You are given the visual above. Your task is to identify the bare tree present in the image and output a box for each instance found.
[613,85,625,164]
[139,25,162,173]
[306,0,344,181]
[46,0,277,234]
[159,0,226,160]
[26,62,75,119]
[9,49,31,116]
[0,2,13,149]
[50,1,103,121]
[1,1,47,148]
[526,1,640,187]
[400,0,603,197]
• • •
The answer must be the full listing, repeated word for word.

● Answer below:
You are given the visual above. Your task is to identify the bare tree present in the image and output a box for each instance found.
[613,85,625,164]
[139,25,162,173]
[306,0,344,181]
[46,0,277,234]
[159,0,226,160]
[26,62,75,119]
[9,49,31,116]
[0,2,13,149]
[50,1,103,121]
[1,1,47,148]
[526,1,640,187]
[400,0,603,197]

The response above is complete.